__The problem__
Render the stretch of records from the line containing "Category: cloud" through the last line of the records, both ends included, as a numbered list with one line per item and no blank lines.

____

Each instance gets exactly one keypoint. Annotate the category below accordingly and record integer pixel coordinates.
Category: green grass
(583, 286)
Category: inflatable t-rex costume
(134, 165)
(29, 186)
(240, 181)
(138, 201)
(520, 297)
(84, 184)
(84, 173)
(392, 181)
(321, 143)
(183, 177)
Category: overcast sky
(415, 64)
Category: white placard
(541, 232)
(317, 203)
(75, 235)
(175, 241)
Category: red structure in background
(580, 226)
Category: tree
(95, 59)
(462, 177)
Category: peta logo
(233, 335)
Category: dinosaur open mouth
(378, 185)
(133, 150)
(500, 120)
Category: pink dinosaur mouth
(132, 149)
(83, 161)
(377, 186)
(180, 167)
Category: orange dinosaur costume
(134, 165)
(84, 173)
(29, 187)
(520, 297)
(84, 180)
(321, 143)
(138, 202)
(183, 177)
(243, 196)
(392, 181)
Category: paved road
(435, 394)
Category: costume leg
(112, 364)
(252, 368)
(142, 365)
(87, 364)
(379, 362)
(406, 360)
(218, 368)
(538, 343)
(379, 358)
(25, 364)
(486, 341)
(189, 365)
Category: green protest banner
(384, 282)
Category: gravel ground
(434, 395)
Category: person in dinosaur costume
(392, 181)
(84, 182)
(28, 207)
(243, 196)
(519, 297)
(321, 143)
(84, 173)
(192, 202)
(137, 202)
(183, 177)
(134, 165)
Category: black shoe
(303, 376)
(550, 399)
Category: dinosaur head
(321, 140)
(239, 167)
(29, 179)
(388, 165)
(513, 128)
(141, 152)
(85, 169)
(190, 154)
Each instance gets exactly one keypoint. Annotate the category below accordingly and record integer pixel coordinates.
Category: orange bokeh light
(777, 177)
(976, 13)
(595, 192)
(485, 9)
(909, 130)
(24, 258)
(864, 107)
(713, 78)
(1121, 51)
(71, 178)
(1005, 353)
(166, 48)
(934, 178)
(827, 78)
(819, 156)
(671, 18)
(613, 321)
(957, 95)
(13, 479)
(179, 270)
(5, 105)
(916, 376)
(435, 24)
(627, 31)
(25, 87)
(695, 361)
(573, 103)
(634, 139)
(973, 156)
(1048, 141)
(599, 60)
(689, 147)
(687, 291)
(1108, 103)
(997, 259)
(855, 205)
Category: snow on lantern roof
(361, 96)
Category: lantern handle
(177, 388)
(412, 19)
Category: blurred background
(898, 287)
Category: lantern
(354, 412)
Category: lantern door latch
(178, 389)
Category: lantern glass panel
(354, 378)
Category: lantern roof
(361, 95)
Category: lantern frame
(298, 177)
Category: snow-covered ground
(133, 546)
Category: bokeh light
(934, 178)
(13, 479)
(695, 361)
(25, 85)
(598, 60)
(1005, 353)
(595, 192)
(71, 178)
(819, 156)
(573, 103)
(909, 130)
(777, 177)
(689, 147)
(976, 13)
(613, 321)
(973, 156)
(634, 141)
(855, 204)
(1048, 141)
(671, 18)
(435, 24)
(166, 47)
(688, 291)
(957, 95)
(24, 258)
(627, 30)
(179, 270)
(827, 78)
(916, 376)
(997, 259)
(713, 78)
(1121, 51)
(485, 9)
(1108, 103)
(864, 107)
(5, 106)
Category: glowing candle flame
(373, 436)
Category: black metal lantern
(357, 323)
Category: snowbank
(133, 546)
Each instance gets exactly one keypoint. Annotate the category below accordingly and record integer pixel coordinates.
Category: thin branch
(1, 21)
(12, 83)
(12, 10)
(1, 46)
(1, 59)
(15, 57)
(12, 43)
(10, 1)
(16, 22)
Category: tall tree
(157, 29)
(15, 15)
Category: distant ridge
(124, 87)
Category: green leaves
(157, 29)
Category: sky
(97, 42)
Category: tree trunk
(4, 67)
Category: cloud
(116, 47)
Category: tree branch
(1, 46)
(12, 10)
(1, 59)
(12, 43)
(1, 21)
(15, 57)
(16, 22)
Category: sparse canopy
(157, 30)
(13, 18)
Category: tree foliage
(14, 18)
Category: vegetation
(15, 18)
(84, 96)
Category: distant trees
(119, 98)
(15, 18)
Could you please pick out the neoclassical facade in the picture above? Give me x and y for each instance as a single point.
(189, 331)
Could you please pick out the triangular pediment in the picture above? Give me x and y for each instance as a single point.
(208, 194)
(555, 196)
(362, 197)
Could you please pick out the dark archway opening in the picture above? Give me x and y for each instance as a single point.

____

__Written reply__
1. Category: cloud
2. (116, 47)
3. Category: tree branch
4. (1, 46)
5. (12, 10)
6. (1, 59)
7. (12, 43)
8. (1, 21)
9. (15, 57)
10. (16, 22)
11. Category: sparse canopy
12. (157, 30)
13. (13, 18)
14. Category: tree foliage
15. (14, 18)
16. Category: vegetation
17. (15, 18)
18. (84, 96)
19. Category: distant trees
20. (119, 98)
21. (15, 18)
22. Could you please pick out the neoclassical facade in the picture above? Give me x and y for each instance as a single point.
23. (189, 331)
24. Could you please pick out the triangular pediment in the picture above? Give me x and y for each instance as a single point.
25. (208, 194)
26. (555, 196)
27. (362, 197)
28. Could you please pick out the dark archway opening in the picture above? Give me x and y for each instance as a single point.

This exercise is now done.